** EXERCISE **
In the records below, find each line that holds "chair" and return it.

Saved entries
================
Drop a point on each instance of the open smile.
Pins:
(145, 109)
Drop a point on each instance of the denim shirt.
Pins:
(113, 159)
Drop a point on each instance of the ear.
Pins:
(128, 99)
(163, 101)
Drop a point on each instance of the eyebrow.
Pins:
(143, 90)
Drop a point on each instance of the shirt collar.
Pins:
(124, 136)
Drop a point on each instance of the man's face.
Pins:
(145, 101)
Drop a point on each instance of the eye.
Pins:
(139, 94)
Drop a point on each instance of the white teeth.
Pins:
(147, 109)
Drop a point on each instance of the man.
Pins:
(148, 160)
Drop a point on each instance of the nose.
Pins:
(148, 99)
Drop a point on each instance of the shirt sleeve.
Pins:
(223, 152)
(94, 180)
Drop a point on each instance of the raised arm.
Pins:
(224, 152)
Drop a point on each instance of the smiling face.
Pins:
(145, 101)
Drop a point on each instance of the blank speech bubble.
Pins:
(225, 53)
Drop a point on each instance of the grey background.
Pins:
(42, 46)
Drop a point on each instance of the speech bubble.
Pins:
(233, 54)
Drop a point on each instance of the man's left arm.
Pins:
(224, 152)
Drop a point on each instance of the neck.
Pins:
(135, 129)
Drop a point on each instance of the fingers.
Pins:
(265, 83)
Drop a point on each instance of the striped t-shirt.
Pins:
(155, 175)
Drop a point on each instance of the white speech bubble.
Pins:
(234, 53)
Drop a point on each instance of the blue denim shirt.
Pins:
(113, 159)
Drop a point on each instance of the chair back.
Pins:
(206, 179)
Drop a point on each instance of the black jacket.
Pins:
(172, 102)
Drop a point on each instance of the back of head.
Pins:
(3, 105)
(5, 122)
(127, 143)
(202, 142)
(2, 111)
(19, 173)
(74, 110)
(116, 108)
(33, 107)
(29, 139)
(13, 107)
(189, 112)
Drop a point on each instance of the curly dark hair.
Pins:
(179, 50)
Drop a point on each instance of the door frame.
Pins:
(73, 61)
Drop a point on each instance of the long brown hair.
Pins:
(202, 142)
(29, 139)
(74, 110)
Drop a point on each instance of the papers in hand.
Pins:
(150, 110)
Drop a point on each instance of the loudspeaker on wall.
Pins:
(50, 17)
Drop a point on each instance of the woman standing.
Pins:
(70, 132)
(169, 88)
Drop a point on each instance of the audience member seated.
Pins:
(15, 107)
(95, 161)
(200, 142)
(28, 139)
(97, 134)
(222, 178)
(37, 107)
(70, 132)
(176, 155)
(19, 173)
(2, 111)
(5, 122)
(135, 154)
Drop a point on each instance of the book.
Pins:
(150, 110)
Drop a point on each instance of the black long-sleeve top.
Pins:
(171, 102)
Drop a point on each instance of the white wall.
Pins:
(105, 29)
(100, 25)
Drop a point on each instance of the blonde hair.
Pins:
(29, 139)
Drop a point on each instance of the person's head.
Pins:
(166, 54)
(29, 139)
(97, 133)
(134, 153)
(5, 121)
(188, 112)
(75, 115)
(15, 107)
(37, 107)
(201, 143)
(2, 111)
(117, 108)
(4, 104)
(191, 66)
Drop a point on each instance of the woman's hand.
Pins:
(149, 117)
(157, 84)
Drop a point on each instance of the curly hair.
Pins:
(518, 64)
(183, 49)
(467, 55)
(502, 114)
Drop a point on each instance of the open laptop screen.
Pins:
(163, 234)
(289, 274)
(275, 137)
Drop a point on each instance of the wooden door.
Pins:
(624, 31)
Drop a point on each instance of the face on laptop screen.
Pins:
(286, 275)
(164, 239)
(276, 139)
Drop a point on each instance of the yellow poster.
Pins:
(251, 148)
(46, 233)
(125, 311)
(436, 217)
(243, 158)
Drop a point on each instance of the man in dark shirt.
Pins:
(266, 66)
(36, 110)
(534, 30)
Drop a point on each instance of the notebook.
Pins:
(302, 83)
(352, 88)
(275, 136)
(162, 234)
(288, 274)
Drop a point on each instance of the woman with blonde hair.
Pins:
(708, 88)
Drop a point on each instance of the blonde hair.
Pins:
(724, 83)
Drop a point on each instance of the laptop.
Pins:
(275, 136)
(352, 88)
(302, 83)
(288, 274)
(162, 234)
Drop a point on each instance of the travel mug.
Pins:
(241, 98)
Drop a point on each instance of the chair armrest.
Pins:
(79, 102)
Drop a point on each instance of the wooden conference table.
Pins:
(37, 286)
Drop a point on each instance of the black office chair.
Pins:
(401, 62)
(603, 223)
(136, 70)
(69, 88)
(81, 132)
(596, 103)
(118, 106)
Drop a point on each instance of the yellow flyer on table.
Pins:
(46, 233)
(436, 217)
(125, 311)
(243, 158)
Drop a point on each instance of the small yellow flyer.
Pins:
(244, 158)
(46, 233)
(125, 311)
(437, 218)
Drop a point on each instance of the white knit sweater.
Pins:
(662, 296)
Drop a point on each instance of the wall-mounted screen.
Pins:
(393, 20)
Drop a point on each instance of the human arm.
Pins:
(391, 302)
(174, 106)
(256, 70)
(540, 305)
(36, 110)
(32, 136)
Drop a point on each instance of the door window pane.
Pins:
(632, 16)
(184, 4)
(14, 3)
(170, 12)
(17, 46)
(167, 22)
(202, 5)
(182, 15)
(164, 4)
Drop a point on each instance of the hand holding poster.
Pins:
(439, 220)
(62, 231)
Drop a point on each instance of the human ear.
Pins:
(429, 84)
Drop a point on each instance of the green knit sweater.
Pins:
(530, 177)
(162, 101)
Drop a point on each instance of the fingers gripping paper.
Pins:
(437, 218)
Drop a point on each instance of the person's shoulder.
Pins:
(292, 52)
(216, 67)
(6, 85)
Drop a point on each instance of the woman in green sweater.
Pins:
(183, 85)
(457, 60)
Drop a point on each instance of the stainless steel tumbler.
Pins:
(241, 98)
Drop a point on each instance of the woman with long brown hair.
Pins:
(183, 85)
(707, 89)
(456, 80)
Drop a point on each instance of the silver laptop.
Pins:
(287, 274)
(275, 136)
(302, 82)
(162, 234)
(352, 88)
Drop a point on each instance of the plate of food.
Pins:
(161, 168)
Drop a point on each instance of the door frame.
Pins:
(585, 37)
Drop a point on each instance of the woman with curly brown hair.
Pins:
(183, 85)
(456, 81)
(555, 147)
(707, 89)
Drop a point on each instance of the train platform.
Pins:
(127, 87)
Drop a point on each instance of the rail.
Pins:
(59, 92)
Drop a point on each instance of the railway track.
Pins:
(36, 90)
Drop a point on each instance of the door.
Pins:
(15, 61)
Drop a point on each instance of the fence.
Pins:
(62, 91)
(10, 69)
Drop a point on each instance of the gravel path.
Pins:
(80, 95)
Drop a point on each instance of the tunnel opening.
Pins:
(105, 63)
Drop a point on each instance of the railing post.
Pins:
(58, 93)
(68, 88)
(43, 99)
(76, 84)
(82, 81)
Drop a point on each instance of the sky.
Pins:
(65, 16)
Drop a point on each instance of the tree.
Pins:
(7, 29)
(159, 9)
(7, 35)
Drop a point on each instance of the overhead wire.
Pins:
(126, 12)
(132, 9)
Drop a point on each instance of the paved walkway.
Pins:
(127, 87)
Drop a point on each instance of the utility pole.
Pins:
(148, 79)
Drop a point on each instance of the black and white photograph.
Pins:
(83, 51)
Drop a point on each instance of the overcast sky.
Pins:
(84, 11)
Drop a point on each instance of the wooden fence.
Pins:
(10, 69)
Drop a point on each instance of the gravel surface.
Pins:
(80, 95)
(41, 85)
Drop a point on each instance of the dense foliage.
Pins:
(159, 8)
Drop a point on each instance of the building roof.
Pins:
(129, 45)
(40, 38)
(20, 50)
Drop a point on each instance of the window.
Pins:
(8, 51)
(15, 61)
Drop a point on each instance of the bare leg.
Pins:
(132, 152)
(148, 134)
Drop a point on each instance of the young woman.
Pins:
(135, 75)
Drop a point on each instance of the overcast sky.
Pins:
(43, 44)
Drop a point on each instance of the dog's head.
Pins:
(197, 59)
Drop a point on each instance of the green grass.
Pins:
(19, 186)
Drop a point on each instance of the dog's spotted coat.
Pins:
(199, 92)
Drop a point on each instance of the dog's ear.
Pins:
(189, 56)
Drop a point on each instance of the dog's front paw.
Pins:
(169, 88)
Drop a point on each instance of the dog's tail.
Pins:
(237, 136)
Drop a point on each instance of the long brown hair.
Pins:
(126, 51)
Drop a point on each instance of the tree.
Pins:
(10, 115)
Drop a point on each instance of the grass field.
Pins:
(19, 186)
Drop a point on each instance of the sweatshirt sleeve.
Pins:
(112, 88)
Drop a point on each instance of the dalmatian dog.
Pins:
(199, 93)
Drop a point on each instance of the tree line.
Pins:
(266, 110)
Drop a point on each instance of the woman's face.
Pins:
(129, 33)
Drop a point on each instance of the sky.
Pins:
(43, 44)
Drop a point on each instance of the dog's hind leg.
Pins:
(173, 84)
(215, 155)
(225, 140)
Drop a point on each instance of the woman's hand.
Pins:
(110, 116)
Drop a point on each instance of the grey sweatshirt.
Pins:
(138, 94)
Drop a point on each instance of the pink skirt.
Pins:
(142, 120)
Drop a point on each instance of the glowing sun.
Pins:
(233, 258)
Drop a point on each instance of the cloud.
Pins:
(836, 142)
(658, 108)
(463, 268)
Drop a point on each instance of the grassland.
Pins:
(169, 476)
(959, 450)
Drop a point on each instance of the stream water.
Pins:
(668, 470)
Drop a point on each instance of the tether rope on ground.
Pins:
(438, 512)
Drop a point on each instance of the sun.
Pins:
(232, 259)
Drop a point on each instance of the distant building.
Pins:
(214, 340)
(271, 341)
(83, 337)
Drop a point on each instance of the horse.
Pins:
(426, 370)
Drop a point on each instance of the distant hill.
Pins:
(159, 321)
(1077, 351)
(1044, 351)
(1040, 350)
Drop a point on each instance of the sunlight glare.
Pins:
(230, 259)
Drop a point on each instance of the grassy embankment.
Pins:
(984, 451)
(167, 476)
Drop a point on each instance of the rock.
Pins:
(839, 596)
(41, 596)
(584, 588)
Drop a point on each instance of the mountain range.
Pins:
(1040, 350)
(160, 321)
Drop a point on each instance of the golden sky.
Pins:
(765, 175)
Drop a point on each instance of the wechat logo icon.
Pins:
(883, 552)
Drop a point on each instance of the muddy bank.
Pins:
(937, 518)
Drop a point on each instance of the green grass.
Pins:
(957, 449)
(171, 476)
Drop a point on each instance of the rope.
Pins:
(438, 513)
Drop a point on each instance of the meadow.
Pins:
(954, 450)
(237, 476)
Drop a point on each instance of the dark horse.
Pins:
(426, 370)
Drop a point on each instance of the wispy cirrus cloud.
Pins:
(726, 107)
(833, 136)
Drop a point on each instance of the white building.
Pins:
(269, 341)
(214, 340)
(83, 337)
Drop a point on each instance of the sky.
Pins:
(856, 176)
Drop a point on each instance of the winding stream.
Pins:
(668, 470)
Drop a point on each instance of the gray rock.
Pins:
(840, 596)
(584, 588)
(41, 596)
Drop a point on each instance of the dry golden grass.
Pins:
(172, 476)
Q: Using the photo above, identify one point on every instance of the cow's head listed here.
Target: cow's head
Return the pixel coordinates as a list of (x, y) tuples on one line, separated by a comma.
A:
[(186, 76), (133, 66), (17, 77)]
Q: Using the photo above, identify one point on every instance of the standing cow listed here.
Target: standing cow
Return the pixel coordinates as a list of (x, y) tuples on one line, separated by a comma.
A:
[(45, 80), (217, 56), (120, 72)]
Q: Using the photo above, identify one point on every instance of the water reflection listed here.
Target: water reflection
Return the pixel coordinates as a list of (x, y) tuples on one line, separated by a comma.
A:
================
** EXERCISE SOLUTION **
Drop a point on each instance of the chair back.
Drop a point on each instance of the chair armrest.
Drop a point on each instance of the black office chair.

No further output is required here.